■ ABOUT THIS EXERCISE
Could you restate the entries word for word, without the images?

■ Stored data
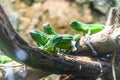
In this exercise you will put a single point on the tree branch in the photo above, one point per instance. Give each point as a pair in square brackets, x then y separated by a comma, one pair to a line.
[15, 47]
[105, 41]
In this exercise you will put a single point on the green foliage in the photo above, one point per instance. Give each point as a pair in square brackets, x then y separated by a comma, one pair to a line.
[52, 41]
[85, 28]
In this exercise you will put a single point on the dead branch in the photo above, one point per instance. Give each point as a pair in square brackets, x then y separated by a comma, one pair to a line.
[104, 42]
[14, 46]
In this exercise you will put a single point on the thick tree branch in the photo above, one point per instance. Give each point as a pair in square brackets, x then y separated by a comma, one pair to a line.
[15, 47]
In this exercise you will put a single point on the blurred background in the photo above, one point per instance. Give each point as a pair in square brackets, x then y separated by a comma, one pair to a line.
[28, 14]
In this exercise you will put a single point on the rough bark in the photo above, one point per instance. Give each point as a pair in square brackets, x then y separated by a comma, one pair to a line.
[105, 41]
[14, 46]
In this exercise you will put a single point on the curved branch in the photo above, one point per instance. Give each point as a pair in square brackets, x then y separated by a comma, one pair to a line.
[15, 47]
[105, 41]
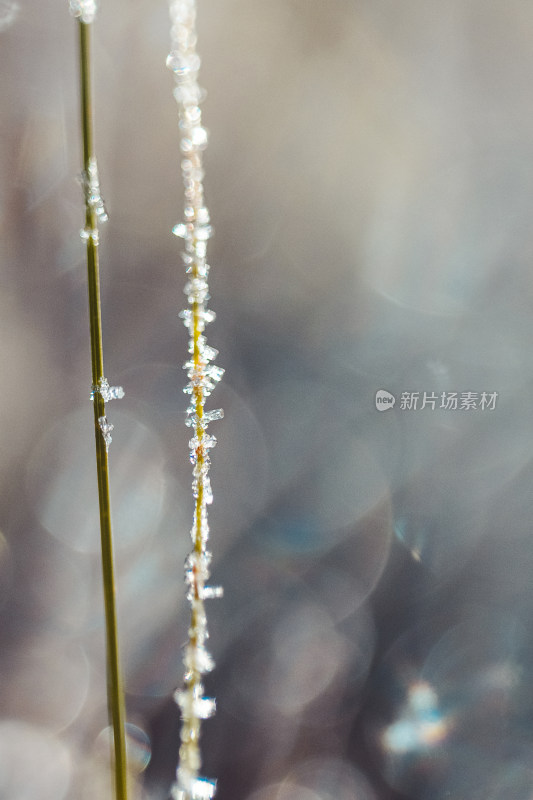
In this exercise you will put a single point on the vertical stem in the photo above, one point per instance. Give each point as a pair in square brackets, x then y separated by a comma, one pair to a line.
[115, 691]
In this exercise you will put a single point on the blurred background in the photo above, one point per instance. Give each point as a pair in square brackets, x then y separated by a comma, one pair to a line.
[370, 180]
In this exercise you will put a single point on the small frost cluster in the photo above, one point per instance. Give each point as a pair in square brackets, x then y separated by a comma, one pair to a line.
[84, 9]
[203, 376]
[94, 202]
[107, 393]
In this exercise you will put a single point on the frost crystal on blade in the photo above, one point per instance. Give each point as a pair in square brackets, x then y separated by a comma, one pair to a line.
[203, 375]
[106, 428]
[84, 9]
[106, 391]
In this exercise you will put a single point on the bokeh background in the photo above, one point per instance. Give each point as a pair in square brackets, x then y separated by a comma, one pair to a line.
[370, 179]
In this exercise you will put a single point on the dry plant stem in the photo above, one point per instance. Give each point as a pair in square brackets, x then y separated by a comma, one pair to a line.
[115, 690]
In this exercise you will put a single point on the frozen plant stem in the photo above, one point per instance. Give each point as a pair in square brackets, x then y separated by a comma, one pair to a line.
[203, 376]
[101, 392]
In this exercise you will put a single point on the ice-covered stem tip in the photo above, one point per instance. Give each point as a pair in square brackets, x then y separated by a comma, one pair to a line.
[203, 375]
[101, 392]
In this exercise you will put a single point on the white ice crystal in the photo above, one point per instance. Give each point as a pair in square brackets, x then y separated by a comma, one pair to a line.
[195, 230]
[84, 10]
[106, 391]
[106, 428]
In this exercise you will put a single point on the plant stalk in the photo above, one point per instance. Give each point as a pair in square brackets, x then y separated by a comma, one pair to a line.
[115, 691]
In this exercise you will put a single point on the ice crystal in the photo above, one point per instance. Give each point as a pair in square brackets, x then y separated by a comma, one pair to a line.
[84, 10]
[106, 428]
[106, 391]
[203, 375]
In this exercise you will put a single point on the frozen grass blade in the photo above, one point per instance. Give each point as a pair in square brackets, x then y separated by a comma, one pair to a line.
[101, 392]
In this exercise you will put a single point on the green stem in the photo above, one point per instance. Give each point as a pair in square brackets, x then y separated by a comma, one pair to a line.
[115, 691]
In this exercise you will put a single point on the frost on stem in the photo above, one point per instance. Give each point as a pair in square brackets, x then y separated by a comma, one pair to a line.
[84, 10]
[107, 393]
[203, 376]
[106, 428]
[90, 184]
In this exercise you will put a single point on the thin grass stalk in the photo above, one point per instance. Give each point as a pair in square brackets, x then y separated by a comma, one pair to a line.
[101, 392]
[203, 377]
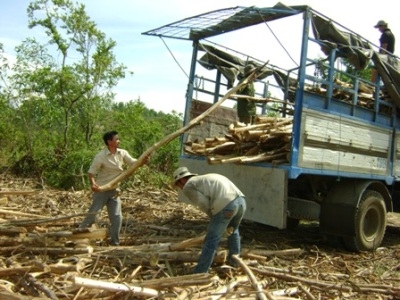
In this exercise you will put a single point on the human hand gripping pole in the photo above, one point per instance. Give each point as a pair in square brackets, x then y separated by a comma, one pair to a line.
[144, 157]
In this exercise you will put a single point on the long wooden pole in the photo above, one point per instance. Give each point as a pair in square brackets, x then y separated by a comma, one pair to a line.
[140, 161]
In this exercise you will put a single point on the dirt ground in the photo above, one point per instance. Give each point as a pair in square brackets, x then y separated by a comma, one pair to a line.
[279, 264]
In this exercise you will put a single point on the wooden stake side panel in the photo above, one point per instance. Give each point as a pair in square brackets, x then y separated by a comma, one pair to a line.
[396, 163]
[330, 142]
[265, 188]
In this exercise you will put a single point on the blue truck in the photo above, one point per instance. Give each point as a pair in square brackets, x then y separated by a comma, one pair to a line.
[342, 164]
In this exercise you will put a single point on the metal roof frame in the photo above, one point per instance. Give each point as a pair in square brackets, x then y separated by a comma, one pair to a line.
[222, 21]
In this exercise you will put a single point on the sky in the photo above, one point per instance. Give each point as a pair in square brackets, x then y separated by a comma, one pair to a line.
[160, 67]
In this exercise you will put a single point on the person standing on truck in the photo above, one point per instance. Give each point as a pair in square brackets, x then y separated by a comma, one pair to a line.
[387, 43]
[387, 39]
[106, 165]
[223, 202]
[246, 108]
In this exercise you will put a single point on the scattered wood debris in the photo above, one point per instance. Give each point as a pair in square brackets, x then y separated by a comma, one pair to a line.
[43, 255]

■ WRITTEN ANSWER
In this exercise you will put a single point on the tree branch in the photo above, one point per instance. Give each point as a pair in square brackets, x then y separated by a comma, one pair to a line.
[15, 47]
[105, 41]
In this exercise you will put a single point on the green foliage in the photo above, one point per instance. Give each point as a pair in square brackets, x then y separated by a comma, one pair to a line.
[52, 41]
[85, 28]
In this exercise you will put a single point on the dead branch in the photo above, one point per instance. Give each point as a pair in square brackets, x then y separated by a comma, one pair to a line.
[104, 42]
[14, 46]
In this exercise you will put a single point on the thick tree branch in the photo above, one point per instance. Give each point as a pair in square brackets, x then y separated by a comma, one pair to a line.
[15, 47]
In this exercise you will put a single point on the blurred background in the photo above, one point per instance. Give each point as a pair in square brackets, x then y separated by a comma, one pair to a line.
[28, 14]
In this exercise you will put a single point on the rough bark in the photo above, one point per instance. Give each point as a pair in square brackets, x then y separated by a comma, one pair to a line.
[105, 41]
[14, 46]
In this exercise you will put a single point on the curved branch in the photo above, one point per instance. Give each point as a pair in square brackets, x then y separated by a comma, one pair to a line.
[15, 47]
[105, 41]
In this exercise you will put a single point on the vertical stem in the photo above, one point per instance. Give each point as a pair in square brackets, x then y separated by a comma, one pair to a line.
[115, 691]
In this exercise you will put a single point on the blurred background in the photo above, one point per instance. Give each point as a pair in square brackets, x then y separated by a comma, one pair to a line.
[370, 180]
In this exercise you will put a single point on the small frost cluster in the photo above, one point per instance. Give each point as a pair in square brackets, x then y separated by a comma, one pair to a line.
[84, 9]
[203, 376]
[94, 202]
[107, 393]
In this exercise you will put a single point on the frost crystal on blade in the photo above, one point per instance. Give each point as a pair in square brackets, x then y separated by a comma, one pair to a line.
[203, 375]
[106, 428]
[84, 9]
[106, 391]
In this exercise you will put a single point on the bokeh background in the photo above, one point per instance. Give each point as a pair in square brackets, x then y separated by a comma, one pair to a line.
[370, 179]
In this exercise you will put a single point on the dry plant stem in the photo above, one point per instance. Give each point as a pair in square brackets, x then y separated by a comma, one pair to a line.
[115, 690]
In this exercise you will put a single point on the frozen plant stem in the photo above, one point per instance. Give each point as a pair in square brackets, x then y separated by a comma, one pair to a line.
[203, 376]
[101, 392]
In this exercise you will put a single point on the ice-covered stem tip in the photo above, one point per instance. Give each point as a pair in square brackets, x then y separated by a comma, one pair to a line.
[203, 375]
[101, 392]
In this exercise you will put a single point on the white ice crystal in the photo above, one point per instance. Give each point as a pair in square brackets, x then y separated by a comma, one pair to a line.
[195, 230]
[84, 10]
[106, 391]
[106, 428]
In this exercise you will put a single point on the plant stalk in the photo above, one point per instance. Give each point as a pair in square brackets, x then y separated by a comma, one pair to a line.
[115, 691]
In this exercise you will put a single point on the ice crystal in the photo above, one point per instance. Give each point as a pair in square brackets, x then y separated by a comma, one pair to a line.
[84, 10]
[106, 428]
[106, 391]
[203, 375]
In this exercise you will put a single point on the frozen grass blade in the photo above, one point per instance. Give each point as a pair in square brackets, x then y separated by a comma, one pair to a line.
[101, 392]
In this exercise you will put a single point on the green stem in the photo above, one point per instance. Give each point as a pair in square brackets, x then y separated by a comma, one pair to a line.
[115, 691]
In this exercise you will put a single point on the frost on stem in the photo above, one point per instance. Give each point as a pair in square brackets, x then y separated by a comma, one pair to a line.
[84, 10]
[107, 393]
[203, 376]
[106, 428]
[90, 184]
In this exercise you will put a single point on the thin grass stalk in the photo above, one point per instance. Give each point as a pair in square brackets, x then y separated by a comma, one pair to a line.
[101, 392]
[203, 377]
In this exercise you will put a single point on the human hand gripping pole in the photo above, one point per instance. Give each point as a pair in square brackets, x then y separated by a comma, one pair to a line.
[144, 157]
In this exercise you will put a single point on the long wooden pole in the photo above, one point per instance. Give each point as a pair in square brackets, x then y separated by a comma, one pair to a line.
[140, 161]
In this exercise you will put a single point on the dirt ground in the photo above, one point per instance. Give each point as a pair in square brackets, x then y separated by a comma, one pair to a line.
[279, 264]
In this exercise you will put a single point on the wooden stake side panel in the photo above, one point per instance. Give each point as a pair in square brackets, x then y separated by a comma, one pair to a line.
[396, 163]
[330, 142]
[265, 188]
In this exercise you will put a single point on the blue truck in the photo above, one point per instance. Give each point as a pair in square brackets, x then y separated by a comma, one pair to a line.
[342, 164]
In this exercise you will put a single point on the metal roof frame in the photo above, one point per instance. Give each point as a pair in square brackets, x then y separated by a comma, one pair to a line.
[222, 21]
In this exercise you will put a single point on the sky in the photo above, one point per instance. Give each point as a pair in square brackets, x then y separated by a comma, one pair to a line.
[160, 67]
In this exercise you will put a single point on the person standing on truck in the photo above, one point per instance. Give each point as a pair in square brackets, x then y separated by a comma, one pair to a line.
[387, 43]
[387, 39]
[106, 165]
[223, 202]
[246, 108]
In this exercise you will put a single point on the scattered wood debris in the photo above, one point per instance. Give each point as a pair in square brackets, x then y separated by a comma, one pair to a line.
[43, 255]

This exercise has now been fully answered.